Во второй раз он, получив повестку, выпил уже осмысленно – и, явившись к энкавэдэшнику в облаке перегара, первым делом попросил глоток пива.

Пиво, как ни странно, у следователя было – Луговскому дали похмелиться. Он отпил и упал лицом на стол.

Всё это отдаёт анекдотом; но в той эпохе слишком много случалось подобного – когда дурная шутка могла стоить жизни, зато абсурдное поведение спасти от гибели.

Луговской тогда начал неожиданно быстро седеть.

Видимо, он догадывается о том, о чём многие не успели догадаться: чем меньше времени проводить дома, тем меньше шансов у непрошеных гостей застать тебя.

Весной он сматывается из Москвы и не появляется в столице почти полгода. И всё это время фактически не публикуется.

Евгений Долматовский рисует красочные и местами даже забавные картины: в мае 1938 года по первому же звонку собираются в квартире у дяди Володи его любимые ученики: Константин Симонов, Яков Кейхгауз, Борис Лебедев, Павел Панченко, Маргарита Алигер и сам Долматовский, который, между прочим, Литинститут окончил в 1937-м и вообще говоря – свободен.

Луговской с лёту им читает замечательную лекцию о том, что «на берегу Каспийского моря лежат невиданные россыпи жемчугов поэзии».

– Едем в Азербайджан! – объявляет Луговской.

В недрах Союза писателей была задумана антология азербайджанской поэзии – и Луговской получил право в кратчайшие сроки её создать.

«Мы были тогда легки на подъём, – рассказывает Долматовский, – и через два дня в старом и тесном самолёте поднялись с Быковского аэродрома в низкие, серые тучи. Долго-долго летели мы, садились и в Воронеже, и в Ростове, и в Минеральных Водах, и в Махачкале, и ещё где-то. Самолёт был маломестный, с дверьми, закрывающимися на крючки…

На второй день наша экспедиция увидала под крылом золотую подкову огней и в ранних сумерках ступила на сухую и жёсткую бакинскую землю.

Луговской привёз нас в гостиницу “Интурист” и сам разместил по отличным номерам, в которых нам живать ещё не приходилось.

Вместе с Самедом Вургуном повёл он нас, ещё не оправившихся от боли в ушах, по ночному Баку, где он знал каждый закоулок старого города. Никаких разговоров о предстоящей работе не было, и мне даже показалось, что просто приехали отдыхать, бродить по дорогам поэзии, наслаждаясь священным дружеством и бездельем.

Но не успело утро раскалить номера гостиницы, как Луговской собрал нас и объявил, что отныне мы являемся его рабами и должны переводить с десяти утра до семи вечера… В связи с адской жарой нам разрешено попарно сидеть в ваннах с горячей водой, а также заворачиваться в мокрые простыни. До окончания дневной работы размещённые по двое переводчики не имеют права выходить из номеров и посещать соседей.

Ежедневно дядя Володя и Самед Вургун будут появляться к окончанию работы и собирать урожай. Плохие переводы подлежат утоплению при помощи коммунальных средств.

Это была весёлая игра, впрочем, ставшая режимом нашего довольно длительного пребывания в Баку».
☆ ☆ ☆
= ТРЕБОВАНИЯ =
(a) Проверьте, согласуются ли со статьёй три утверждения: (i) на допросе Луговской попросил у следователя глоток пива; (ii) экспедиция долетела до Баку без промежуточных посадок; (iii) переводчики должны были работать с десяти утра до семи вечера. Для каждого ответьте «да» или «нет» и приведите точную цитату из статьи, которая это решает.
(b) Назовите, согласно статье, гостиницу в Баку, в которой Луговской разместил своих учеников.
Листинг, идущий после статьи, представляет собой отдельный материал.

= ПРЕДОСТАВЛЕННЫЕ МАТЕРИАЛЫ =
☆ ☆ ☆
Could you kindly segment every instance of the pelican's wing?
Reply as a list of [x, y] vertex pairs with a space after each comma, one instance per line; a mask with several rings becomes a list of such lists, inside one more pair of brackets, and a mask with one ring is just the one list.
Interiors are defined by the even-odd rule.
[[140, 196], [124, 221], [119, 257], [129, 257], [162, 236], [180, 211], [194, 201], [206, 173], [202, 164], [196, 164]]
☆ ☆ ☆
= РЕШЕНИЯ ПО ЗАДАНИЯМ =
(a)
(i) Да: «первым делом попросил глоток пива».
(ii) Нет: «садились и в Воронеже, и в Ростове, и в Минеральных Водах, и в Махачкале, и ещё где-то».
(iii) Да: «должны переводить с десяти утра до семи вечера».

(b) Гостиница «Интурист».